LISTED ENTRIES:
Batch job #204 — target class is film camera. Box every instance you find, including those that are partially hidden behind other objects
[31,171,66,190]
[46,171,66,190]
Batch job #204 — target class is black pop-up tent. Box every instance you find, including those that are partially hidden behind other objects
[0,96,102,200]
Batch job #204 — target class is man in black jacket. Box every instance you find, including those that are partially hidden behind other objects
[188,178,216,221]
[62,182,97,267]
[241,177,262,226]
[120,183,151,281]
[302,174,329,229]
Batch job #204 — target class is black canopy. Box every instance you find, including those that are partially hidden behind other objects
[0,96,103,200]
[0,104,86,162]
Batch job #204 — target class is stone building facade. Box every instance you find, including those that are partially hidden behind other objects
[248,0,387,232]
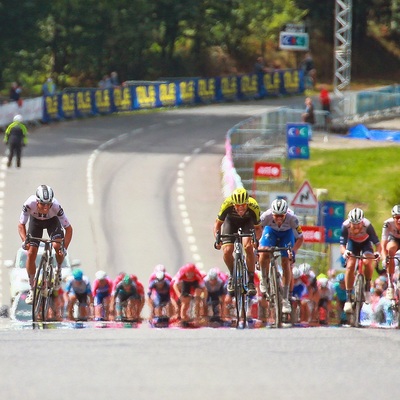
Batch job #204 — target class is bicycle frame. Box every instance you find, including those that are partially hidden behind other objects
[214,228,257,328]
[348,254,378,328]
[257,246,291,328]
[27,235,64,327]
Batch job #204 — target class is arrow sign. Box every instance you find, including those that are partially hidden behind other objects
[290,181,318,208]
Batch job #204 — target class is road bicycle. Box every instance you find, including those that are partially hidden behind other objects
[26,235,64,323]
[257,246,292,328]
[375,256,400,329]
[214,228,257,328]
[347,254,379,328]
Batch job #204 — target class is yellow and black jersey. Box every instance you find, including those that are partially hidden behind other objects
[217,196,260,225]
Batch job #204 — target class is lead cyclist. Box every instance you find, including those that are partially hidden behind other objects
[18,185,73,304]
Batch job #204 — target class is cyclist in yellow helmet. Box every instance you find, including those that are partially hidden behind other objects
[214,188,261,296]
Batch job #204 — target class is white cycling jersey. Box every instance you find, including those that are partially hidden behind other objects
[382,218,400,240]
[260,208,303,239]
[19,195,70,229]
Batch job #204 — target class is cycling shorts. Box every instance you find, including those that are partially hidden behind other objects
[260,226,294,257]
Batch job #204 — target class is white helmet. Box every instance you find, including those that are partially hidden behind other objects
[36,185,54,204]
[271,199,288,215]
[154,264,166,272]
[348,208,364,224]
[392,204,400,217]
[156,271,165,282]
[95,271,107,281]
[292,267,301,279]
[207,268,218,280]
[299,263,311,275]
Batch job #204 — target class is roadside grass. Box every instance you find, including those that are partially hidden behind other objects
[291,145,400,230]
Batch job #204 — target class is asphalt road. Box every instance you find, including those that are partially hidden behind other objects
[0,98,400,400]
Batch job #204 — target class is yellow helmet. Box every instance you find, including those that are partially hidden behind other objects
[231,188,249,204]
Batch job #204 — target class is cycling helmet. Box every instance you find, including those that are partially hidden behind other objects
[392,204,400,217]
[348,208,364,224]
[318,277,328,288]
[299,263,311,275]
[154,264,166,272]
[336,272,344,282]
[207,268,218,280]
[95,271,107,281]
[122,275,132,285]
[156,271,165,282]
[231,188,249,204]
[36,185,54,204]
[271,199,288,215]
[72,268,83,281]
[292,267,301,279]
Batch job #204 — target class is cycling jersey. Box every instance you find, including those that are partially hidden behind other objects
[19,195,70,228]
[340,218,380,246]
[217,197,260,225]
[260,208,303,239]
[382,218,400,240]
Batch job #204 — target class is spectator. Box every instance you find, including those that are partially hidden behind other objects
[254,57,268,74]
[9,82,22,107]
[301,97,315,125]
[42,77,56,96]
[99,75,113,89]
[4,114,28,168]
[110,71,119,87]
[300,52,317,89]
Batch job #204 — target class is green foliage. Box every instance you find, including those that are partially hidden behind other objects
[293,145,400,230]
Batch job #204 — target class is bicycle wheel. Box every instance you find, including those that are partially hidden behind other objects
[269,263,282,328]
[354,274,364,328]
[32,257,47,322]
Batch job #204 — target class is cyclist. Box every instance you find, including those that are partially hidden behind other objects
[92,271,113,321]
[381,204,400,300]
[259,198,303,313]
[214,188,261,296]
[173,263,207,323]
[64,268,93,321]
[204,268,226,319]
[147,270,172,318]
[111,275,141,321]
[340,208,381,313]
[18,185,72,304]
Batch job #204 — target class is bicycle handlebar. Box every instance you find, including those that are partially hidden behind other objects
[214,229,258,249]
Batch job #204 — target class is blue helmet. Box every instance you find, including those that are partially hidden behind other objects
[72,268,83,281]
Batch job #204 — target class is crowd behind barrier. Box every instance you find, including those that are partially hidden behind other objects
[0,69,304,128]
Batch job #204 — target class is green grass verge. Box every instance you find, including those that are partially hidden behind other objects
[292,145,400,230]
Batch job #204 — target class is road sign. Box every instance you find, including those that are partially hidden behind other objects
[279,32,309,50]
[290,181,318,209]
[254,162,282,178]
[301,225,325,243]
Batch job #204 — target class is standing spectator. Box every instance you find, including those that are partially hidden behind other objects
[301,97,315,125]
[110,71,119,87]
[42,77,56,96]
[9,82,22,107]
[4,114,28,168]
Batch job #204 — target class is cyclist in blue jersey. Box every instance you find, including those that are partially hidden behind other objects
[259,199,304,313]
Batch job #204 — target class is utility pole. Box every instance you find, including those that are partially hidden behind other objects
[333,0,352,120]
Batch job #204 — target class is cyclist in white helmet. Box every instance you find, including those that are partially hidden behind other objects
[381,204,400,300]
[18,185,72,304]
[340,208,381,313]
[260,198,303,313]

TO DO: Lay out the stretch from the start of the records through the line containing "[0,104,86,162]" as a two-column CSV with the columns request and boxes, one row for each request. Put its text and its answer each in one quoted field, with line breaks turned into spaces.

TASK RESULT:
request,boxes
"Batch job #204 — target class is film camera. Box every instance you find, including those that are partially hidden behind other objects","[31,171,66,190] [46,171,66,190]"
"Batch job #204 — target class is black pop-up tent. Box every instance you find, including those that are partially hidden behind other objects","[0,96,102,200]"
"Batch job #204 — target class is man in black jacket. Box every instance you find, including those that are partially hidden behind other objects","[188,178,216,221] [62,182,97,267] [241,177,262,226] [120,183,151,281] [302,174,329,229]"
"Batch job #204 — target class is black canopy. Box every instance you find, including those that are partially hidden behind other objects","[0,96,103,200] [0,104,86,162]"